Data items
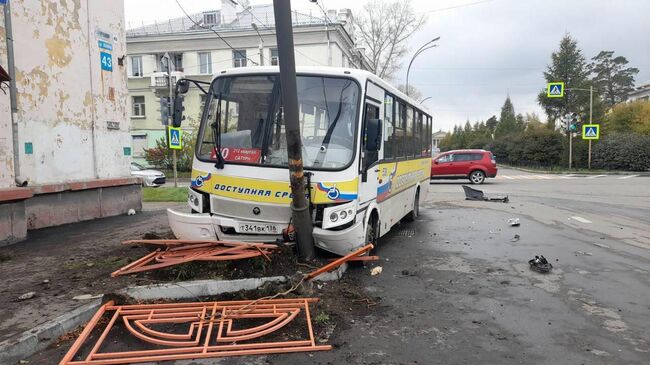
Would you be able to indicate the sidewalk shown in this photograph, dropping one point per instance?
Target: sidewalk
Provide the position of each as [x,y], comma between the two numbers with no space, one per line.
[580,172]
[62,262]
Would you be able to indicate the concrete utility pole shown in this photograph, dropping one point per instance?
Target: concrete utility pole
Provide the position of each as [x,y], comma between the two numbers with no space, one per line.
[169,114]
[299,205]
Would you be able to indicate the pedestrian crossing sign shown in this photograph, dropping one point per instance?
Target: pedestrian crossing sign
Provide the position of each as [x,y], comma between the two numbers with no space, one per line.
[591,131]
[555,90]
[175,141]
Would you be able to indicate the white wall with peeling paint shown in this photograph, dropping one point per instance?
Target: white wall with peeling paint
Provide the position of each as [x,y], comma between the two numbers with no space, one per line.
[65,99]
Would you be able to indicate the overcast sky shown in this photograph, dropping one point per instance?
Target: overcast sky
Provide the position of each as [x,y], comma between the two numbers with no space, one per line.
[488,48]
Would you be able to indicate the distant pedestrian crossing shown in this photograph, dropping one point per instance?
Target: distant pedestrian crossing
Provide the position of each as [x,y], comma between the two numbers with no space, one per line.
[562,177]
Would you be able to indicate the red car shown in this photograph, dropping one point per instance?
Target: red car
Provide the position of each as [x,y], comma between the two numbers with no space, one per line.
[475,165]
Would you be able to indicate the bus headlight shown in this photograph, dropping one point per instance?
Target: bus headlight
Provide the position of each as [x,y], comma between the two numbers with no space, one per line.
[195,200]
[339,214]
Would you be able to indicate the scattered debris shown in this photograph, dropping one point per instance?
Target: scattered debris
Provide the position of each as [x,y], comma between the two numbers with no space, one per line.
[376,270]
[87,296]
[338,262]
[582,253]
[177,252]
[540,264]
[475,194]
[361,258]
[216,329]
[513,222]
[27,296]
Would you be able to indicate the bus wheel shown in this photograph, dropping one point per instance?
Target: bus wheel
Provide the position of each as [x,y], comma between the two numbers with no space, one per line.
[372,230]
[412,215]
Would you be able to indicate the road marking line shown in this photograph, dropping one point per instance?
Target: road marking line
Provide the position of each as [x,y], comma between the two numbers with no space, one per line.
[580,219]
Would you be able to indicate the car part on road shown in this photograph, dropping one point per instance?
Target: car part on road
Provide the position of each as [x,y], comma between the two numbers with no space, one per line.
[540,264]
[475,194]
[177,252]
[513,222]
[338,262]
[477,177]
[177,331]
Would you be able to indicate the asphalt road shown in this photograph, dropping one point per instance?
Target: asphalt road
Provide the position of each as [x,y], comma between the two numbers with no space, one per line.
[456,289]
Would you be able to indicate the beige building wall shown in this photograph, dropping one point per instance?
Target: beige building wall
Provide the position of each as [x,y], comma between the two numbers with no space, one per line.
[72,115]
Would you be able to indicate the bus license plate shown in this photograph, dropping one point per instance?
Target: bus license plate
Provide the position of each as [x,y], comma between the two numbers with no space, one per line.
[258,228]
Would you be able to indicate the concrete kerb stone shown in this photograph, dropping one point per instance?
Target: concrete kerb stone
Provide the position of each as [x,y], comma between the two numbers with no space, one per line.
[39,337]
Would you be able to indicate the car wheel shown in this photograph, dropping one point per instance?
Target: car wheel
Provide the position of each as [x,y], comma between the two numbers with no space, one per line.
[477,177]
[413,214]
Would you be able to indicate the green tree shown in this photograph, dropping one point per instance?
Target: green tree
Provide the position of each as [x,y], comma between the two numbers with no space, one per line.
[508,121]
[632,117]
[569,66]
[612,78]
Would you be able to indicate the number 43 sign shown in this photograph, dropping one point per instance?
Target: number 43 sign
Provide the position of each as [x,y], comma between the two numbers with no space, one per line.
[106,60]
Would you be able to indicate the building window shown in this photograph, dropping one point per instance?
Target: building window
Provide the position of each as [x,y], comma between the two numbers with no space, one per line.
[210,18]
[138,106]
[274,56]
[136,66]
[178,61]
[239,56]
[205,62]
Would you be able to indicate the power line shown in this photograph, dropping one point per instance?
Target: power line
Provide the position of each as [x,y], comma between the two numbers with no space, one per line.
[214,31]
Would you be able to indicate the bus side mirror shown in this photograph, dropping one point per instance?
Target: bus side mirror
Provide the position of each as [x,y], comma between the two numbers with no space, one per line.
[178,111]
[373,134]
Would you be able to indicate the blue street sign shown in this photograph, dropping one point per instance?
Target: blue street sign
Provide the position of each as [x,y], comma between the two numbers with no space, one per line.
[175,138]
[106,61]
[103,44]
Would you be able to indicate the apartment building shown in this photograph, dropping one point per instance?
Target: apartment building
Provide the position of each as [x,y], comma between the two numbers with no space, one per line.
[195,47]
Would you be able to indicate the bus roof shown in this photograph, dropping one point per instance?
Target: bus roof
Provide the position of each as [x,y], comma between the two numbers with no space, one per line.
[358,74]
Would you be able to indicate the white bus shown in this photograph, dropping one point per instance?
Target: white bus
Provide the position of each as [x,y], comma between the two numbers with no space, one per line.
[366,145]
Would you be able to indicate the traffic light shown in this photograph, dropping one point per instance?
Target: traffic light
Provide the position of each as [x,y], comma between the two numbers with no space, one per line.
[573,122]
[165,108]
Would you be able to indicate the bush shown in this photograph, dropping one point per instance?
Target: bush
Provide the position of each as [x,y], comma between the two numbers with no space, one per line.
[622,151]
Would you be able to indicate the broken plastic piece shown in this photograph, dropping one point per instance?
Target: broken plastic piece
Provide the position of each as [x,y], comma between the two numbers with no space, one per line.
[540,264]
[514,222]
[177,252]
[475,194]
[178,331]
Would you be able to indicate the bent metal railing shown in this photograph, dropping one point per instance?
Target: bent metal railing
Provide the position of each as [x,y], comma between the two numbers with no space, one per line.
[176,331]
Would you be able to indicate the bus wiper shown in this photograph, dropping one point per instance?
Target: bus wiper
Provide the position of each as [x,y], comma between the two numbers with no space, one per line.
[216,136]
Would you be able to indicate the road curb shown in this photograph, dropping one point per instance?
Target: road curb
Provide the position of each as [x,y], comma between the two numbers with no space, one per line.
[41,336]
[640,173]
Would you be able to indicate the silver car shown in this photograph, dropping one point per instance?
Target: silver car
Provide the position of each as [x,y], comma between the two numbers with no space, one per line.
[149,177]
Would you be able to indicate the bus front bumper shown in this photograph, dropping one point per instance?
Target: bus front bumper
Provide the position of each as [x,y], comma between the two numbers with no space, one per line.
[197,226]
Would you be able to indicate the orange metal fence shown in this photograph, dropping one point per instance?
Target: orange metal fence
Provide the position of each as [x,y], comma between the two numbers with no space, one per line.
[176,331]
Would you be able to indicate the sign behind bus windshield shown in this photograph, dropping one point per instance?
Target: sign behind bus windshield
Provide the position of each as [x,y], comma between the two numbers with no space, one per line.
[244,121]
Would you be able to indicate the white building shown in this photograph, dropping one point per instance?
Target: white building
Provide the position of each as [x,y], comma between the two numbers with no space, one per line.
[65,141]
[197,52]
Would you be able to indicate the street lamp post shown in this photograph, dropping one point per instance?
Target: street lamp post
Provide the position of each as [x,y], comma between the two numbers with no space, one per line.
[261,44]
[424,47]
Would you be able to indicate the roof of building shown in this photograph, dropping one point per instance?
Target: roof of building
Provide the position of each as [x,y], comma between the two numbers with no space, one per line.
[260,15]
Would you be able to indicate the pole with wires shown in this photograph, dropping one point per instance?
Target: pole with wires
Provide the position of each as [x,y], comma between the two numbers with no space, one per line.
[299,205]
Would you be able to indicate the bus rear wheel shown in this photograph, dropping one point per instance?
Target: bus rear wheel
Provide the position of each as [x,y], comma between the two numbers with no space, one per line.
[413,214]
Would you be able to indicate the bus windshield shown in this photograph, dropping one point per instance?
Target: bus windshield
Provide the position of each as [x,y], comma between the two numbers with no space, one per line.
[243,120]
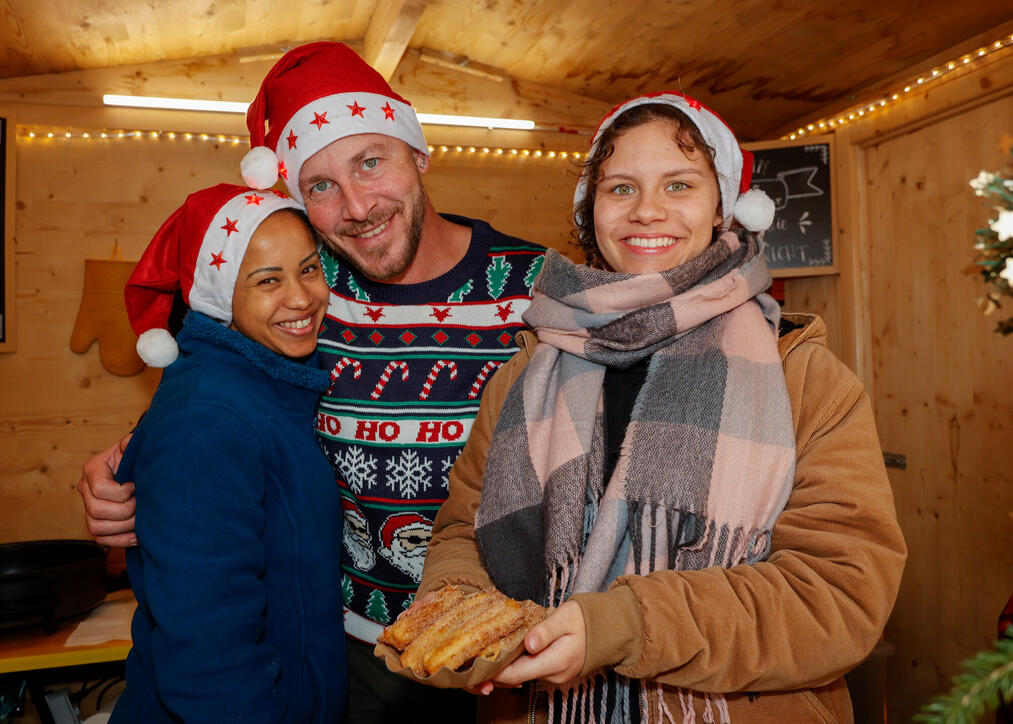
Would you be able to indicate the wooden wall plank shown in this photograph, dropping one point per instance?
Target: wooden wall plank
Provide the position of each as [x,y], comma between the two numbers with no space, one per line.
[937,374]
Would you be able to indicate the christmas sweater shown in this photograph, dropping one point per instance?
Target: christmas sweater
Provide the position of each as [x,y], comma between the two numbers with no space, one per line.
[407,366]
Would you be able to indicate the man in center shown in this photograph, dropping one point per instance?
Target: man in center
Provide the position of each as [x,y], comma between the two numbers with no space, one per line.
[422,307]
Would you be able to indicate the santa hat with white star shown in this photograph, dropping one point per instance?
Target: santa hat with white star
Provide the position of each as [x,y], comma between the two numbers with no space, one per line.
[314,95]
[198,252]
[751,208]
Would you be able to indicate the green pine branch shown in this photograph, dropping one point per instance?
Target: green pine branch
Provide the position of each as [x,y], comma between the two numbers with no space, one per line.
[988,675]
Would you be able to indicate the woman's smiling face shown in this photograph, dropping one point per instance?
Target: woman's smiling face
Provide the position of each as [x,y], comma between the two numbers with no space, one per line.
[281,296]
[655,207]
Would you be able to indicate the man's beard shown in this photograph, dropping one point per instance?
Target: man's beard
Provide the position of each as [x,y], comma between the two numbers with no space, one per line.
[385,269]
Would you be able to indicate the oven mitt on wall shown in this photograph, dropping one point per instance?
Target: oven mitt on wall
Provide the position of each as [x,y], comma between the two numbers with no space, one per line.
[102,316]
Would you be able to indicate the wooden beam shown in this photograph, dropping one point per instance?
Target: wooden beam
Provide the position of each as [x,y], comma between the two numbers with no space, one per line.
[390,29]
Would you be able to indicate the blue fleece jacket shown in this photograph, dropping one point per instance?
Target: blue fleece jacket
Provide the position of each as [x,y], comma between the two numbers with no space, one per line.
[239,530]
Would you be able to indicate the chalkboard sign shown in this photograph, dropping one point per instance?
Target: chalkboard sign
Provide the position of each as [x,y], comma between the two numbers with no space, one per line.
[798,176]
[6,232]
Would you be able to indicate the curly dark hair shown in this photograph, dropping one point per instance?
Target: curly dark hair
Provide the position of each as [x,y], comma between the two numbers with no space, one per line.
[685,134]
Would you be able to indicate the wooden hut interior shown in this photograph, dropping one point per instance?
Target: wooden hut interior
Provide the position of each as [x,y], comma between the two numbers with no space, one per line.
[915,98]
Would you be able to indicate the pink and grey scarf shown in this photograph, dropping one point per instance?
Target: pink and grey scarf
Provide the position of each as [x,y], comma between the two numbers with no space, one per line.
[707,461]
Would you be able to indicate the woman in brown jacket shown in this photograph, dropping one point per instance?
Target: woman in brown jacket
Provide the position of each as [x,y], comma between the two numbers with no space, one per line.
[701,500]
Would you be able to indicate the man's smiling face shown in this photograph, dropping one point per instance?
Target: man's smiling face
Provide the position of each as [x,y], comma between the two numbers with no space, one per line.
[364,195]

PROMPT
Extract the closing run of lines, starting with the one containing "Would you be able to indicate the wooden hut" and ending at the last, exactly as written.

ANSWER FOR THIS EXERCISE
Would you be able to indicate the wooden hut interior shown in this photograph, dropping one point per instance?
Target: wooden hut interior
Provide the position of each as [x,y], comma between the two numbers with no space, one per line.
[915,98]
Would you be able to indicate the pink and grey scarf shown in this photograph, dropping one point per instance?
Target: pink and grey scarf
Provide the position of each as [x,y], comma between the two numbers with no space, one per line.
[707,461]
Would you be able to indicate the woman in brown jacket shown in this photograph, dropping one point per instance?
Target: woman in brown jacket
Provide the position of each as [x,y], comma between the two numbers with no space, one per line.
[701,500]
Would you be able to indicate the man's smiling face shown in this photograph, dropping one point per instance?
Target: man's smiling face
Provide the position of each as [x,y], comma between the two numbers with no space, one per line.
[364,195]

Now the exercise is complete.